# Reading passage:
┄┄┄┄┄┄┄┄┄┄┄┄┄┄┄┄┄┄┄┄

# VW Polo 9N 3-Stage Correction Detail - Max Protect Ultimate Nano Coatings



## AaronGTi (Nov 2, 2010)

Hey,

This car belongs to my other half, she actually has her driving test this afternoon. I hope she passes so she can drive me around from now on :lol:

So, Myself n Stevie from BMD decided to give it a spruce up 

Started off with the wash stage;

Foamed with CG no-touch snow foam

Washed with Maxolen wax-free shampoo & CQuartz mitt

All gaps n shuts were treated with Maxolen APC through a foaming spray head and a Valet-Pro 1" detail brush

Tar was removed with Maxolen tar remover

Fallout dealt with Wolf's DI V3

Car was moved in to the studio at this point...

Clayed with Wolf's fine clay and Megs last touch

We took some paint readings and removal rates and decided on 2 stages of Lake Country purple wool pads and CarPro Fixer then refined with Megs 205 and Menz 85RE on blue 3M finishing pads

IPA wipe down to all surfaces followed correction work

Max Protect V1 followed by V2 followed by Silk Coat was treated to paint

Max Protect Ultimate Glass Coat PRO was treated to the front screen and Nanolex Glass Urban was treated to all other windows

Arches dressed with Maxolen Blue Star A-Z

Trim & tyres dressed with Wolf's Blackout

Interior fully steam cleaned

I only have after shots, enjoy.

Comments welcome :thumb:









































































Total time taken 20 hours

Cheers,
Aaron


----------



## horned yo (Feb 10, 2009)

very nice. love the last pic


----------



## JBirchy (Oct 9, 2010)

┄┄┄┄┄┄┄┄┄┄┄┄┄┄┄┄┄┄┄┄

# Records for this task:

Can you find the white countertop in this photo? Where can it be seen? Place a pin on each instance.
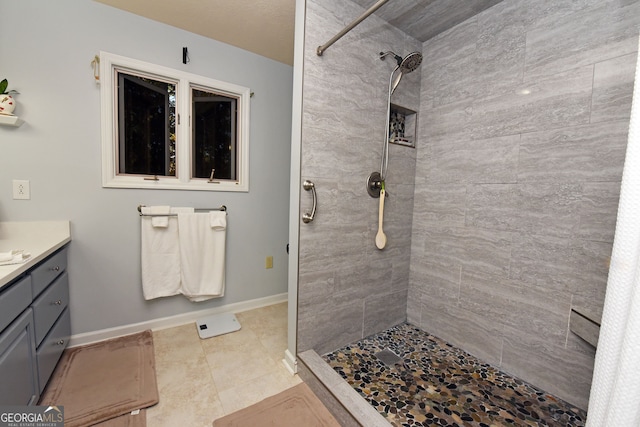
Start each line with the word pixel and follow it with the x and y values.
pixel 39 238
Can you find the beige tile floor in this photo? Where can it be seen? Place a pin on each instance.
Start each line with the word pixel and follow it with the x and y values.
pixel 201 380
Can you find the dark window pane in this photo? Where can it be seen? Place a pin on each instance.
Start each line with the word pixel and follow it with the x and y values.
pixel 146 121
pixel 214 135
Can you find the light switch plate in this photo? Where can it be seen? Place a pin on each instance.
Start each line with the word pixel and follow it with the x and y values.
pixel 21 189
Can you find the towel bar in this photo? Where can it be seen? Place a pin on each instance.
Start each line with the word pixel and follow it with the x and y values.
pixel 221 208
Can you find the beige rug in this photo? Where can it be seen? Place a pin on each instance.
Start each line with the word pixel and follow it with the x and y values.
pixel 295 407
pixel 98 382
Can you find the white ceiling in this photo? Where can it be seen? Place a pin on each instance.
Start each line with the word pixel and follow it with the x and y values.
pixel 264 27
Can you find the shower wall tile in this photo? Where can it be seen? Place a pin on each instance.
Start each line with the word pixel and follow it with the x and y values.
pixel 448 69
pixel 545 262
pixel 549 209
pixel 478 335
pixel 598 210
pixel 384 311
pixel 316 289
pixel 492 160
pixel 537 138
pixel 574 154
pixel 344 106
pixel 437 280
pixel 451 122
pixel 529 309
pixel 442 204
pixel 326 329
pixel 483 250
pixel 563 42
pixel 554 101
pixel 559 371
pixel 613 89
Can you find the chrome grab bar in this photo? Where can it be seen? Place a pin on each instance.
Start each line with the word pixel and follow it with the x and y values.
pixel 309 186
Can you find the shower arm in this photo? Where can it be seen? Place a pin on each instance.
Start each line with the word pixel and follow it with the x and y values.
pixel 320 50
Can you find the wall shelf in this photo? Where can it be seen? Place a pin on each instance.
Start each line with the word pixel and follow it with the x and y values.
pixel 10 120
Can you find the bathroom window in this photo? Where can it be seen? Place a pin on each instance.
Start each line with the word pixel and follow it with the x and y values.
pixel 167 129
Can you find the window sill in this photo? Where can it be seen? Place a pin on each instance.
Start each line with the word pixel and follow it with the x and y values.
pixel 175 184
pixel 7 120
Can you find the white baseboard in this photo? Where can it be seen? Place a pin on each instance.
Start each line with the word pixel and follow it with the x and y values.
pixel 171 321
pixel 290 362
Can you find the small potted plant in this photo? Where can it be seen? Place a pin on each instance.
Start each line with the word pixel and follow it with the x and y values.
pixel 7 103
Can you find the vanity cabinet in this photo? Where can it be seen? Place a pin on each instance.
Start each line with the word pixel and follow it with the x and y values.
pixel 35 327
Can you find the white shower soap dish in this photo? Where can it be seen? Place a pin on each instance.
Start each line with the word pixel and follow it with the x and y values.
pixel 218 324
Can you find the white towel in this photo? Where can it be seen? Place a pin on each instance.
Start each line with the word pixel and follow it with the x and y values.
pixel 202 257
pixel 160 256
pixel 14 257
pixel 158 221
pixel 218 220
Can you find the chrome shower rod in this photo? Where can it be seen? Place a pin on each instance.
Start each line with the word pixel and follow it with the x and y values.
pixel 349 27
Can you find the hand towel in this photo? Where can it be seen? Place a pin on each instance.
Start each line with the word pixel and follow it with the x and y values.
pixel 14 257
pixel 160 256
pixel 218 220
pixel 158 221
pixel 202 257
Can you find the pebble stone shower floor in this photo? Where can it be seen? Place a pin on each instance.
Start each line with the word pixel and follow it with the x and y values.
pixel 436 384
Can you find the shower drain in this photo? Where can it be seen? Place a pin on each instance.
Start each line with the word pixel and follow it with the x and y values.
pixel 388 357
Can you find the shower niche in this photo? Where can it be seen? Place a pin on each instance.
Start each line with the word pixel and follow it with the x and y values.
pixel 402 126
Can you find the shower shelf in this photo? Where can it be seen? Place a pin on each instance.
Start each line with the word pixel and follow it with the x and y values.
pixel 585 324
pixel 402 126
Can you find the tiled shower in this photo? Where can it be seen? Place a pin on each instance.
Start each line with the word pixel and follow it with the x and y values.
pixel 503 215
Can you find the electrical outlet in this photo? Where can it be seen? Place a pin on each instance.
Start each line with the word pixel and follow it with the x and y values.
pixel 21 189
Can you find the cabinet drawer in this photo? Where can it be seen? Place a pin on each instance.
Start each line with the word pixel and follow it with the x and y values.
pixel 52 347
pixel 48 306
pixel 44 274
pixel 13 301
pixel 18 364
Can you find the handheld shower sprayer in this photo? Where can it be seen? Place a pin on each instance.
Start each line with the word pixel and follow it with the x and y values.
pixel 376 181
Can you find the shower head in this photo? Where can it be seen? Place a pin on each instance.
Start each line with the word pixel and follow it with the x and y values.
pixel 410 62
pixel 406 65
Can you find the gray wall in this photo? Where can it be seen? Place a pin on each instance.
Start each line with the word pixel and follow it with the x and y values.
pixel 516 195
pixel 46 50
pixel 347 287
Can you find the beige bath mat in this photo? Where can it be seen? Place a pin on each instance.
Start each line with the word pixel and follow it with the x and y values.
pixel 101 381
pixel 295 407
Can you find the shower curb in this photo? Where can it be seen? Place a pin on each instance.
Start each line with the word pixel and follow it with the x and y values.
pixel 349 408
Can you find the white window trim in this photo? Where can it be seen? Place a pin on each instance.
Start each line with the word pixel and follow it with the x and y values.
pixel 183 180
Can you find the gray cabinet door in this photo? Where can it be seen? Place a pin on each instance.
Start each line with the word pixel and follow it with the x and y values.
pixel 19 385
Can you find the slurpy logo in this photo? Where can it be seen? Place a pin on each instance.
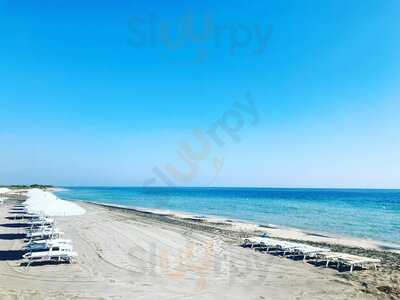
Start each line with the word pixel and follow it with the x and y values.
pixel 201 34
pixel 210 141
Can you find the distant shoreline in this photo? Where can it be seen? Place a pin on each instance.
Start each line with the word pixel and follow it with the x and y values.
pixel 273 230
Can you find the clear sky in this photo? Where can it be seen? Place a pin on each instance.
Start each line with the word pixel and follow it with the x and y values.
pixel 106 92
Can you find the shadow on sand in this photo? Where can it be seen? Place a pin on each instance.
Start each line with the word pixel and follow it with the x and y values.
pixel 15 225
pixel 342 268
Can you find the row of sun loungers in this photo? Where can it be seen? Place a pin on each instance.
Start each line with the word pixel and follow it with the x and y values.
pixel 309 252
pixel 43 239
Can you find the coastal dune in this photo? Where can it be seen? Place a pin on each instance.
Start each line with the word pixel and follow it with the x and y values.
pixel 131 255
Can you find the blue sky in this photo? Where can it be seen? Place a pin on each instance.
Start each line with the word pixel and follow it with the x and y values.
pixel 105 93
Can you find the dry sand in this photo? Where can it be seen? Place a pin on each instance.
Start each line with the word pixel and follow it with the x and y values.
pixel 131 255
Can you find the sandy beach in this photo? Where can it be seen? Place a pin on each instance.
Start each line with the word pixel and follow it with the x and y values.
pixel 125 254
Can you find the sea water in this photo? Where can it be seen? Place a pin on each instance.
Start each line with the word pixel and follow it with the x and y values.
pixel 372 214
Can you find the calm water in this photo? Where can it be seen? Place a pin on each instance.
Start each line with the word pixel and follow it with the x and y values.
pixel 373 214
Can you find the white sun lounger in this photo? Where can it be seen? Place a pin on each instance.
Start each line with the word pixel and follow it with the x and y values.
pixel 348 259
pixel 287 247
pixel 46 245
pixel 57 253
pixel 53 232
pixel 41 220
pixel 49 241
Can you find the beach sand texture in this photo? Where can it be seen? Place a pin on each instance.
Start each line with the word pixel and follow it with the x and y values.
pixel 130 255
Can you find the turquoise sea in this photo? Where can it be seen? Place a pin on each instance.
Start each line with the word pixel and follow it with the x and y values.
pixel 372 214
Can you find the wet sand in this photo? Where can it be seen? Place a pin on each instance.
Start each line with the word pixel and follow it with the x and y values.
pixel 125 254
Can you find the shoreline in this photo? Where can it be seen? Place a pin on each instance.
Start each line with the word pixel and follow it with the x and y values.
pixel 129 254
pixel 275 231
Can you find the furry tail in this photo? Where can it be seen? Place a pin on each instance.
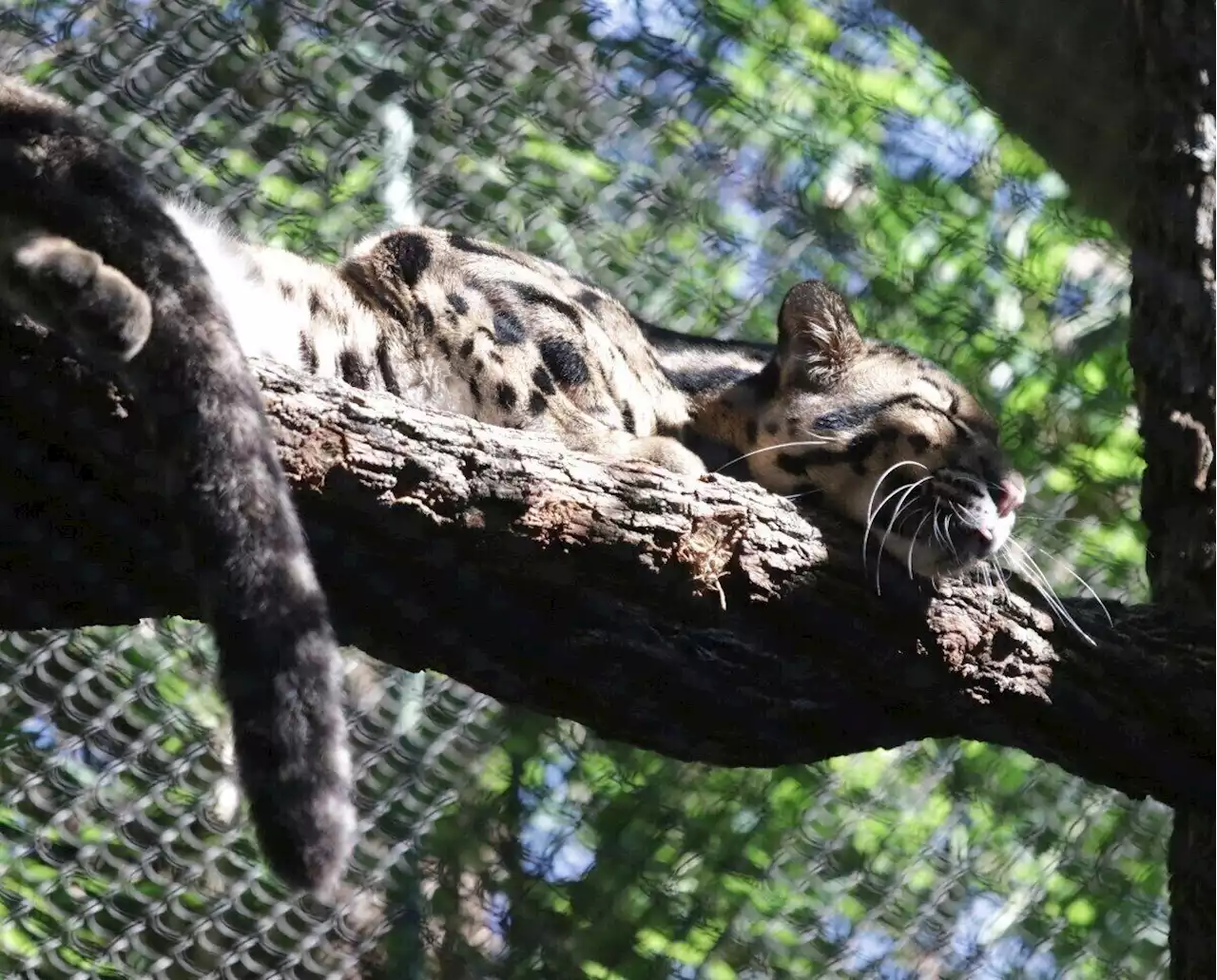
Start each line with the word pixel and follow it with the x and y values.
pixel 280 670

┄┄┄┄┄┄┄┄┄┄┄┄┄┄┄┄┄┄┄┄

# Objective 1:
Could you turn the lines of the records starting with the line containing "Can you find the pebble" and going on through the line containing "pixel 436 384" into a JSON list of strings, one string per line, with blank lines left out?
# Objective 2:
Can you carry on the forum thread about detailing the VW Polo 9N from the point where it stops?

# Right answer 1:
[
  "Can you find the pebble stone shower floor in this photo? Where can it be seen? Place a pin on each instance.",
  "Start each line with the word pixel and follow it with the x and y values.",
  "pixel 436 384"
]

# Right answer 2:
Looks great Aaron, nice colour, looks in great nick too!


----------



## AaronGTi (Nov 2, 2010)

JBirchy said:


> Looks great Aaron, nice colour, looks in great nick too!


Only 40k on the clock Jon, was an old lady owner and the car was garaged too.


----------



## tonyy (Jul 26, 2008)

Great job..looks very nice:thumb:


----------



## deni2 (May 4, 2011)

Nice job on Polo, :thumb:.


----------



## Grommit (May 3, 2011)

Lovely. Quality shine off that little badboy.

Good luck to the good lady.


----------



## AaronGTi (Nov 2, 2010)

Grommit said:


> Lovely. Quality shine off that little badboy.
> 
> Good luck to the good lady.


Cheers mate.

Yeh canny beat well burnished paint :thumb:


----------



## Swell.gr (May 7, 2008)

Lovely colour , great work buddy :thumb:


----------



## AaronGTi (Nov 2, 2010)

Swell.gr said:


> Lovely colour , great work buddy :thumb:


Thanks a lot Mike, appreciated :thumb:


----------



## GrantB5 (Nov 6, 2011)

Looks very nice mate 

Hope the driving test goes well to


----------



## Alan W (May 11, 2006)

Great work guys and looks stunning! :thumb: Nice colour! 

Good luck to your other half with her test this afternoon Aaron! 

Alan W


----------



## AaronGTi (Nov 2, 2010)

Thanks everyone.

She should be sitting her test any minute now :thumb:


----------



## Max Protect (Jun 27, 2007)

Awesome work Aaron!!! Good luck with the test today!


----------



## AaronGTi (Nov 2, 2010)

Slampis said:


> Awesome work Aaron!!! Good luck with the test today!


Cheers mate


----------



## Black Magic Detail (Aug 17, 2010)

best of luck to her Aaron,it was a pleasure to spend a couple of days detailing with you again :thumb:
stevie


----------



## AaronGTi (Nov 2, 2010)

Black Magic Detail said:


> best of luck to her Aaron,it was a pleasure to spend a couple of days detailing with you again :thumb:
> stevie


Thanks Stevie I'll let you know how she does.

Was a good couple of days, always a pleasure working with you, thanks again :thumb:


----------



## meraredgti (Mar 13, 2011)

spot on work chap, looks tidy


----------



## AaronGTi (Nov 2, 2010)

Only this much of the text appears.